- [GOAL]:
In the stretch from the line containing "Report the location of each instance of the blue jeans" through the line containing "x=454, y=487", change every "single pin" to "single marker" and leave everything else as it is. Return only those lines.

Examples of point labeling
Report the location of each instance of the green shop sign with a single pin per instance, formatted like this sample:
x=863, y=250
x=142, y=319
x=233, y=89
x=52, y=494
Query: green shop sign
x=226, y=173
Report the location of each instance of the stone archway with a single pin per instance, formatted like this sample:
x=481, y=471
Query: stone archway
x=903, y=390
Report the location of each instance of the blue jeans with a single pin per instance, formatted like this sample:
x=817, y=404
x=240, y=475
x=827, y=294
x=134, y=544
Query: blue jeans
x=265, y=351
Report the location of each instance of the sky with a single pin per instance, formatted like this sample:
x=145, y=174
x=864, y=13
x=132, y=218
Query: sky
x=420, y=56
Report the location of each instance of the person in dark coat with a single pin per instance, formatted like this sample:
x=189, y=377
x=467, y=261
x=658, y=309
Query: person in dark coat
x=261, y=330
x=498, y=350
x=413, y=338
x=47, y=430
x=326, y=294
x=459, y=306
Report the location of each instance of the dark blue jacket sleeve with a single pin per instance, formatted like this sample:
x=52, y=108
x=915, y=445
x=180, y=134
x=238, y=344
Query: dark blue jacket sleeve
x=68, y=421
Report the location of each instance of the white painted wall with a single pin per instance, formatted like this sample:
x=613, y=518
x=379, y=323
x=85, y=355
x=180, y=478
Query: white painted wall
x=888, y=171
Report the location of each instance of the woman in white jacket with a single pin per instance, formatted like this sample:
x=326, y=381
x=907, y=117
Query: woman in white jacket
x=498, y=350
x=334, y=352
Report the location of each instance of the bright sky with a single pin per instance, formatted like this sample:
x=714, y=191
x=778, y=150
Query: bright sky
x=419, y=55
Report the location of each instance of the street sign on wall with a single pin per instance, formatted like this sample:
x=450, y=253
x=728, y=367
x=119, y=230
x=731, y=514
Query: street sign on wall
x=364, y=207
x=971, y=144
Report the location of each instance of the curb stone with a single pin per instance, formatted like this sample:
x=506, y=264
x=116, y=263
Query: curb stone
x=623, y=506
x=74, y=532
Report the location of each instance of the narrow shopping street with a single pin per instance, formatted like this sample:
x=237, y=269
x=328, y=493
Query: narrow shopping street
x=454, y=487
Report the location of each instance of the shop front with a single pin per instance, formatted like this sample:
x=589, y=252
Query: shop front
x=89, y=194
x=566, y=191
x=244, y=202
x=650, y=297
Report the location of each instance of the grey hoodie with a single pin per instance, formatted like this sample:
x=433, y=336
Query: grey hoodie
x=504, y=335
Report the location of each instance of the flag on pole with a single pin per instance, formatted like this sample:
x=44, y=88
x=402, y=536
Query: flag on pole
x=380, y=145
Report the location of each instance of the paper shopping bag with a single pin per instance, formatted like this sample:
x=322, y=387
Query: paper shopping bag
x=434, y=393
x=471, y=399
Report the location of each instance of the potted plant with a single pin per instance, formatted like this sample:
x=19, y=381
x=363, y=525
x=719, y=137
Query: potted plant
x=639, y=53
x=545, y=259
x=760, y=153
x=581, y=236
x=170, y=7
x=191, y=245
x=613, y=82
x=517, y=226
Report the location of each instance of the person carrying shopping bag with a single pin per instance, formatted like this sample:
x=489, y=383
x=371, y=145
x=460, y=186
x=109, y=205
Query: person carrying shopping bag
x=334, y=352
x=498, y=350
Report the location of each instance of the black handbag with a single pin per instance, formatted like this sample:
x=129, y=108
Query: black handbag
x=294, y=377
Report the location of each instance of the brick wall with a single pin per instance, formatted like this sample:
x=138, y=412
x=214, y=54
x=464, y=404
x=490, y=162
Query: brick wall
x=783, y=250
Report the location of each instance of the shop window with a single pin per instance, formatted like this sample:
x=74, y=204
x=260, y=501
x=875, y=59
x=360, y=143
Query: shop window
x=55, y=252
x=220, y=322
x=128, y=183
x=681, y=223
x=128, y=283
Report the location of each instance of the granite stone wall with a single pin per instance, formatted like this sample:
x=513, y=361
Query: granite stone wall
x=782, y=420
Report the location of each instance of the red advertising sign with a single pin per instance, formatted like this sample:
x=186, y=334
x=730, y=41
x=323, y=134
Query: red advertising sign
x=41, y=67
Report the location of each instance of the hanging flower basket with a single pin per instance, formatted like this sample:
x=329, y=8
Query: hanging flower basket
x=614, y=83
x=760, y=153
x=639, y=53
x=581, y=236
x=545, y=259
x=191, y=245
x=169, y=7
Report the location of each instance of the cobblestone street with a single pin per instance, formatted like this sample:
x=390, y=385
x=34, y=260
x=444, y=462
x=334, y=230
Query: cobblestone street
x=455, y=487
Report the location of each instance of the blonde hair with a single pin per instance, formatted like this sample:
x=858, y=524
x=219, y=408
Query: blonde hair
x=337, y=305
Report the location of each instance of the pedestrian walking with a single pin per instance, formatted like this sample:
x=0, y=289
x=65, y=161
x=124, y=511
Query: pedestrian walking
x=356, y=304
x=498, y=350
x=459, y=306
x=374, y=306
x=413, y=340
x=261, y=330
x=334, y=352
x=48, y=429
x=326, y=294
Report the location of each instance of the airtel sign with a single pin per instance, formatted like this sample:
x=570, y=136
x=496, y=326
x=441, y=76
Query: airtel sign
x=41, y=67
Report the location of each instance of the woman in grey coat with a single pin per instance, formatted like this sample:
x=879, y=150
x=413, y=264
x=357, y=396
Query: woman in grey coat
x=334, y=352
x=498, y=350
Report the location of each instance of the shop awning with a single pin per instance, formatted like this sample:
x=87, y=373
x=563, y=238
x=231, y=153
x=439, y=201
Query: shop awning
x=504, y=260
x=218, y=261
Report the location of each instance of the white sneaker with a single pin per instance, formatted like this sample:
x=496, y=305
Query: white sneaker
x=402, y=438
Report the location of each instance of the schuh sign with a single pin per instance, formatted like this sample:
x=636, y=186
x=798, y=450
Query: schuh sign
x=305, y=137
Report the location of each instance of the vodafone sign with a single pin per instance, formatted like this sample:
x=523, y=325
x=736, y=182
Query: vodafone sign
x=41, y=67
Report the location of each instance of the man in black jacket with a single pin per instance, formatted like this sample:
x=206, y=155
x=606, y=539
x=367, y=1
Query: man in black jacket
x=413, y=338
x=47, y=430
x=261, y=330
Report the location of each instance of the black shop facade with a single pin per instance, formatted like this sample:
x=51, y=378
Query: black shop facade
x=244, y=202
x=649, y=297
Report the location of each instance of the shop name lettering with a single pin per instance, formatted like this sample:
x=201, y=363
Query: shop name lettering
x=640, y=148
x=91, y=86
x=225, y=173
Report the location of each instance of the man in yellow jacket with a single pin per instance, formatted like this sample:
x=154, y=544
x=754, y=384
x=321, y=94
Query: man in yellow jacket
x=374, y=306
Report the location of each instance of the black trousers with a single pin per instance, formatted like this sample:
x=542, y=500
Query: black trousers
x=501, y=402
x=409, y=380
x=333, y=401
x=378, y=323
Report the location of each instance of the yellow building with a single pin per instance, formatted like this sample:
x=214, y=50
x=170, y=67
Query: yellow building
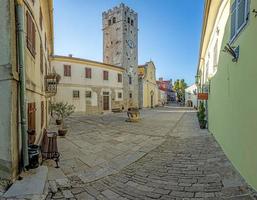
x=98, y=87
x=148, y=89
x=25, y=69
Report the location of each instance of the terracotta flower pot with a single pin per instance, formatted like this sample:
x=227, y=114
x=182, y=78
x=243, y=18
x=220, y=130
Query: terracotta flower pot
x=58, y=122
x=62, y=132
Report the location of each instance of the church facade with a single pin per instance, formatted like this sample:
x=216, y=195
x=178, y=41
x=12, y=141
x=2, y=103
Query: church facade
x=84, y=83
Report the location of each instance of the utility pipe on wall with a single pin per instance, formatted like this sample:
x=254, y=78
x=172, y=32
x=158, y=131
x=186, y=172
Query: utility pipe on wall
x=22, y=80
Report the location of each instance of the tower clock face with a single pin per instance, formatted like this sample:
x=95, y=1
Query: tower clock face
x=131, y=44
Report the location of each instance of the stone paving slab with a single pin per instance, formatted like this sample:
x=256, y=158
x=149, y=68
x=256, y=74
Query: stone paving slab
x=32, y=185
x=186, y=164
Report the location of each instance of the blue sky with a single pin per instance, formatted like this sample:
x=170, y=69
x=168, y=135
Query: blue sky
x=169, y=32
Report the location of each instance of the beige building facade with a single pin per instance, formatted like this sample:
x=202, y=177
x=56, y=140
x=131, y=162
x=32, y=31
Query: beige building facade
x=30, y=41
x=148, y=89
x=92, y=87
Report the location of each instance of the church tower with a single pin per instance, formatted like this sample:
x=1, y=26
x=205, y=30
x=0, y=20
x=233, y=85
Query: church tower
x=120, y=47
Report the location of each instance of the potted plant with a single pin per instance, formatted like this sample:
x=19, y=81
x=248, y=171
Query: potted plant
x=201, y=116
x=62, y=111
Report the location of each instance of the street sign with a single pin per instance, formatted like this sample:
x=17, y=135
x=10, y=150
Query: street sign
x=202, y=96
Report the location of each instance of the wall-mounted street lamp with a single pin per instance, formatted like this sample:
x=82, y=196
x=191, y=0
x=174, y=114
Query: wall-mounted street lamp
x=233, y=51
x=255, y=12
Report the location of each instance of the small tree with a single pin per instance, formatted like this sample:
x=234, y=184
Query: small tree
x=179, y=87
x=62, y=110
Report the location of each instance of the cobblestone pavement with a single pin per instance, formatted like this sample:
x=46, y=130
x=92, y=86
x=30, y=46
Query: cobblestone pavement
x=164, y=156
x=189, y=164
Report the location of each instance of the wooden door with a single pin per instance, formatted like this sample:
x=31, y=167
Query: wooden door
x=32, y=116
x=105, y=102
x=151, y=101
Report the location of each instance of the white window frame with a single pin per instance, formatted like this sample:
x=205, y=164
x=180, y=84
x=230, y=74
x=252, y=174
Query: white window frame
x=239, y=29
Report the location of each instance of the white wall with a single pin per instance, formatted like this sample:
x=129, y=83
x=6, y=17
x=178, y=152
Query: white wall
x=209, y=69
x=77, y=81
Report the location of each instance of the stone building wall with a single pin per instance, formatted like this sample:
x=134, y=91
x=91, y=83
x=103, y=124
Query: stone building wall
x=120, y=36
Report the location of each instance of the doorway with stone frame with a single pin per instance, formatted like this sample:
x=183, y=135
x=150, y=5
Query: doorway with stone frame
x=106, y=101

- [THE COMPLETED TASK]:
Report the location of each instance of the blue jeans with a single marker per instance, formatted like this sample:
x=817, y=404
x=240, y=475
x=827, y=294
x=134, y=544
Query: blue jeans
x=265, y=351
Report the location of each instance of the sky with a single marker per instance, formatted like this sample:
x=145, y=174
x=864, y=13
x=132, y=218
Query: sky
x=420, y=56
Report the location of each instance of the person in dark coat with a single marker per instance, formatted like this sample:
x=189, y=377
x=467, y=261
x=658, y=309
Query: person in dark coat
x=261, y=330
x=498, y=350
x=413, y=338
x=47, y=430
x=326, y=294
x=459, y=306
Report the location of each instance of the dark blue jacket sleeve with a single marker per instance, formatted like this sample:
x=52, y=108
x=915, y=445
x=180, y=134
x=238, y=344
Query: dark blue jacket sleeve
x=68, y=421
Report the location of each instance of the white painted wall with a single marker per instance, formatted like this sample:
x=613, y=518
x=379, y=323
x=85, y=355
x=180, y=478
Query: white painted wall
x=888, y=171
Report the location of each instance of the woman in white jacket with a single marker per instance, formatted like this sample:
x=326, y=381
x=907, y=117
Query: woman in white jacket
x=498, y=350
x=334, y=352
Report the location of each instance of the bright sky with a single marker per instance, formatted like this sample:
x=714, y=191
x=778, y=150
Query: bright sky
x=419, y=55
Report the location of each instance of the street sign on wall with a single marker per instance, formatted like this sample:
x=450, y=253
x=728, y=367
x=119, y=230
x=731, y=514
Query: street sign on wall
x=364, y=207
x=971, y=144
Report the location of each instance of the curb stone with a single marker per instance, formatted like this sample:
x=506, y=264
x=116, y=263
Query: curb stone
x=623, y=506
x=74, y=532
Report the location of each instance of the narrow shopping street with a single marker per instance, formatted like this sample:
x=237, y=269
x=328, y=493
Query: narrow shopping street
x=454, y=487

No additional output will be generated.